▶ **Objective**
Please change every "screenshot" in the data below to "image" and leave everything else the same. Omit the pictures from your answer.

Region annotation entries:
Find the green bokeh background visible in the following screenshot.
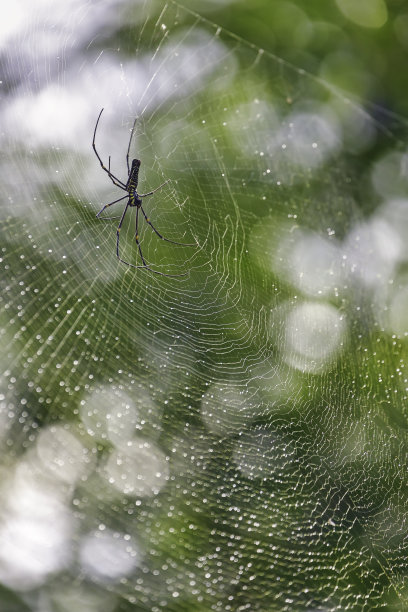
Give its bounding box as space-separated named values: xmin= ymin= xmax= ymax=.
xmin=0 ymin=0 xmax=408 ymax=612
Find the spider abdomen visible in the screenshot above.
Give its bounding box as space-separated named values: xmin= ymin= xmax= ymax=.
xmin=126 ymin=159 xmax=140 ymax=194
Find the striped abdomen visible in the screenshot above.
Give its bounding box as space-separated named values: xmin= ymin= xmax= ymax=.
xmin=126 ymin=159 xmax=140 ymax=193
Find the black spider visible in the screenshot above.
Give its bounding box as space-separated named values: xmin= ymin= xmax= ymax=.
xmin=92 ymin=109 xmax=196 ymax=277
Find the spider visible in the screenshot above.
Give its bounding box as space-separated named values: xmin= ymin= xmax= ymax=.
xmin=92 ymin=109 xmax=196 ymax=277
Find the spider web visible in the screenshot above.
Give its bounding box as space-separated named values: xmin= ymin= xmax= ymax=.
xmin=0 ymin=1 xmax=408 ymax=612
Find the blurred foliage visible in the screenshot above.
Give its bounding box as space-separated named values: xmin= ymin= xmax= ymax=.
xmin=0 ymin=0 xmax=408 ymax=612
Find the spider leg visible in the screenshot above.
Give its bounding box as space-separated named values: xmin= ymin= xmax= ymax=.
xmin=96 ymin=195 xmax=129 ymax=219
xmin=116 ymin=202 xmax=129 ymax=261
xmin=92 ymin=109 xmax=126 ymax=191
xmin=139 ymin=204 xmax=197 ymax=246
xmin=126 ymin=117 xmax=137 ymax=175
xmin=139 ymin=179 xmax=171 ymax=198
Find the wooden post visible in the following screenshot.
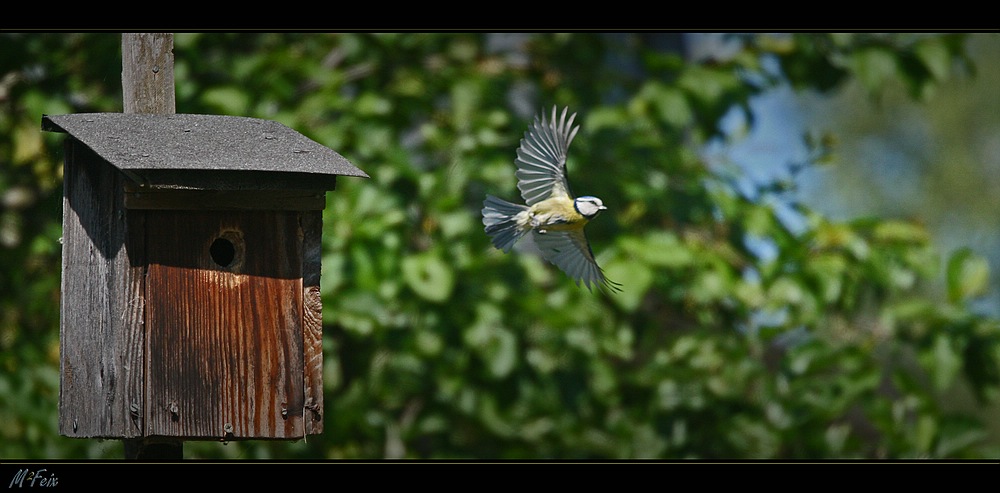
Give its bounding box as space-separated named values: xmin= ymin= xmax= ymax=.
xmin=122 ymin=33 xmax=184 ymax=460
xmin=122 ymin=33 xmax=176 ymax=114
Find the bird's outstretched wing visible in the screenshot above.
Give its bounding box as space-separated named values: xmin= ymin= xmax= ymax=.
xmin=532 ymin=229 xmax=621 ymax=291
xmin=514 ymin=106 xmax=580 ymax=206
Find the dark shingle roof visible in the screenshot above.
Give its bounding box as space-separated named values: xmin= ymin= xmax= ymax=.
xmin=42 ymin=113 xmax=368 ymax=188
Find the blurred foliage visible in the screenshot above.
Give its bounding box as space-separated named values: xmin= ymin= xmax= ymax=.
xmin=0 ymin=33 xmax=1000 ymax=459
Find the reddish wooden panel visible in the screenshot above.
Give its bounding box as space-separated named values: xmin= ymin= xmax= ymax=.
xmin=145 ymin=211 xmax=305 ymax=439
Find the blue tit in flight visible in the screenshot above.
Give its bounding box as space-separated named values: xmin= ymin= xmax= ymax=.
xmin=483 ymin=107 xmax=620 ymax=291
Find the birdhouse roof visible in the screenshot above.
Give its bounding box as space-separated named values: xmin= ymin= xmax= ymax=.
xmin=42 ymin=113 xmax=368 ymax=190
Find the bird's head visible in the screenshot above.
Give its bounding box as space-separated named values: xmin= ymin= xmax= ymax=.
xmin=573 ymin=195 xmax=607 ymax=219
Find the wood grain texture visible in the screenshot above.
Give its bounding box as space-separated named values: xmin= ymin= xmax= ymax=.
xmin=302 ymin=211 xmax=323 ymax=435
xmin=122 ymin=33 xmax=176 ymax=113
xmin=59 ymin=138 xmax=144 ymax=438
xmin=145 ymin=211 xmax=304 ymax=439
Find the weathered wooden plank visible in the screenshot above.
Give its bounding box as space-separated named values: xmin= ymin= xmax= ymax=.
xmin=302 ymin=211 xmax=323 ymax=435
xmin=59 ymin=138 xmax=143 ymax=438
xmin=145 ymin=211 xmax=304 ymax=439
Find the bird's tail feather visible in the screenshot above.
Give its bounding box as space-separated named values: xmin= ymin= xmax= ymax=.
xmin=483 ymin=195 xmax=530 ymax=253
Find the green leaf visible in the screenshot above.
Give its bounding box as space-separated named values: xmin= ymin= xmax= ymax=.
xmin=947 ymin=248 xmax=990 ymax=303
xmin=851 ymin=47 xmax=897 ymax=92
xmin=402 ymin=252 xmax=455 ymax=303
xmin=604 ymin=259 xmax=653 ymax=312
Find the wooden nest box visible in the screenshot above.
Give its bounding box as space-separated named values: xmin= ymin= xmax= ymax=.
xmin=42 ymin=113 xmax=367 ymax=440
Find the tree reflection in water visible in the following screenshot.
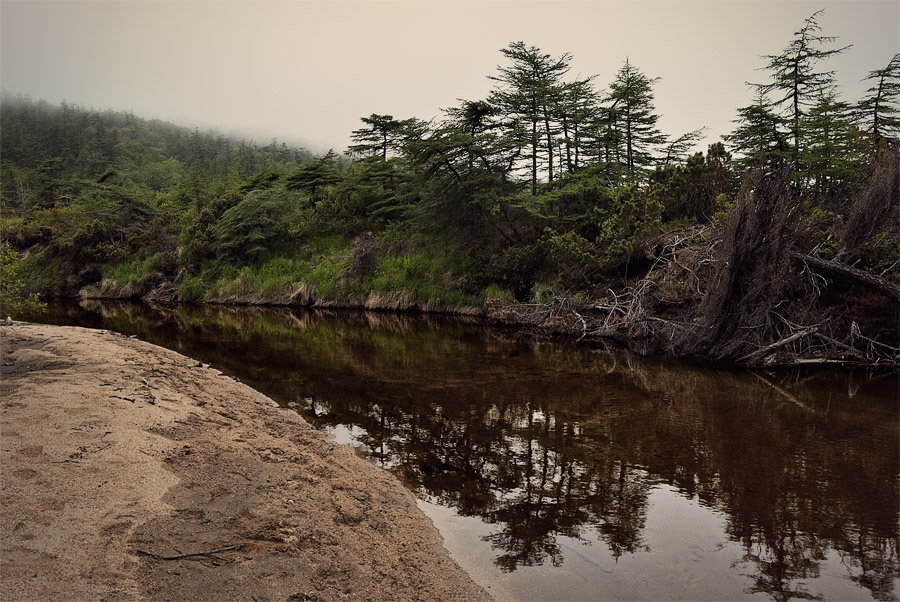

▶ **The result**
Find the green bokeh background visible in the following image.
Give its bounding box as space-separated named values: xmin= ymin= xmax= ymax=.
xmin=0 ymin=0 xmax=408 ymax=612
Find the spider abdomen visible in the image above.
Give its bounding box as space-separated named values: xmin= ymin= xmax= ymax=.
xmin=126 ymin=159 xmax=140 ymax=194
Find the striped abdomen visible in the image above.
Give its bounding box as space-separated named values: xmin= ymin= xmax= ymax=.
xmin=126 ymin=159 xmax=140 ymax=193
Find the black spider visible in the image above.
Give its bounding box as space-separated named values: xmin= ymin= xmax= ymax=.
xmin=92 ymin=109 xmax=196 ymax=277
Find the spider visible in the image above.
Give its bounding box as space-separated named values: xmin= ymin= xmax= ymax=.
xmin=92 ymin=109 xmax=196 ymax=277
Find the spider web visible in the image above.
Give its bounding box as space-separated named values: xmin= ymin= xmax= ymax=.
xmin=0 ymin=1 xmax=408 ymax=612
Find the blurred foliage visible in the image above.
Give its bounding box as space-separated named values: xmin= ymin= xmax= ymax=.
xmin=0 ymin=0 xmax=408 ymax=612
Find the spider leg visible in the image above.
Give its bounding box as space-separated named values: xmin= ymin= xmax= ymax=.
xmin=96 ymin=195 xmax=129 ymax=219
xmin=116 ymin=202 xmax=129 ymax=261
xmin=92 ymin=109 xmax=126 ymax=191
xmin=139 ymin=204 xmax=197 ymax=246
xmin=126 ymin=117 xmax=137 ymax=175
xmin=139 ymin=179 xmax=171 ymax=198
Find the wooden post visible in the following image.
Give its bounding box as space-separated named values: xmin= ymin= xmax= ymax=.
xmin=122 ymin=33 xmax=184 ymax=460
xmin=122 ymin=33 xmax=176 ymax=114
Find the bird's outstretched wing visible in the image above.
Give its bounding box as space-separated named values: xmin= ymin= xmax= ymax=.
xmin=532 ymin=229 xmax=621 ymax=291
xmin=514 ymin=106 xmax=580 ymax=206
Find the dark shingle roof visible in the image above.
Give its bounding box as space-separated named values: xmin= ymin= xmax= ymax=.
xmin=42 ymin=113 xmax=368 ymax=188
Find the blurred foliage visible in the image above.
Give its bounding box as space-separated named values: xmin= ymin= xmax= ymax=.
xmin=0 ymin=33 xmax=1000 ymax=459
Find the reddish wooden panel visible in the image above.
Give its bounding box as space-separated named values: xmin= ymin= xmax= ymax=.
xmin=145 ymin=211 xmax=305 ymax=439
Find the blue tit in flight visible in the image above.
Give its bounding box as space-separated named values: xmin= ymin= xmax= ymax=.
xmin=483 ymin=107 xmax=620 ymax=291
Find the birdhouse roof visible in the image above.
Give its bounding box as space-separated named values: xmin= ymin= xmax= ymax=.
xmin=42 ymin=113 xmax=368 ymax=190
Find the bird's head visible in the image above.
Give its bounding box as space-separated named values: xmin= ymin= xmax= ymax=.
xmin=573 ymin=195 xmax=607 ymax=219
Find the wood grain texture visible in the image above.
Give its bounding box as space-separated named values: xmin= ymin= xmax= ymax=.
xmin=302 ymin=211 xmax=323 ymax=435
xmin=122 ymin=33 xmax=176 ymax=113
xmin=59 ymin=138 xmax=144 ymax=438
xmin=145 ymin=211 xmax=304 ymax=439
Find the weathered wooden plank visible in the image above.
Give its bounding box as space-separated named values: xmin= ymin= xmax= ymax=.
xmin=302 ymin=211 xmax=323 ymax=435
xmin=59 ymin=138 xmax=143 ymax=438
xmin=145 ymin=211 xmax=304 ymax=439
Find the bird's tail feather visible in the image above.
Give its bounding box as space-separated named values: xmin= ymin= xmax= ymax=.
xmin=483 ymin=195 xmax=530 ymax=253
Find the green leaf visible in the image above.
Give its bounding box as space-separated named values: xmin= ymin= xmax= ymax=.
xmin=947 ymin=248 xmax=990 ymax=303
xmin=851 ymin=47 xmax=897 ymax=92
xmin=402 ymin=252 xmax=455 ymax=303
xmin=604 ymin=259 xmax=653 ymax=312
Find the wooden nest box visible in the image above.
Give its bounding box as space-separated named values: xmin= ymin= xmax= ymax=.
xmin=42 ymin=113 xmax=367 ymax=440
Find the tree reflection in water visible in the following image.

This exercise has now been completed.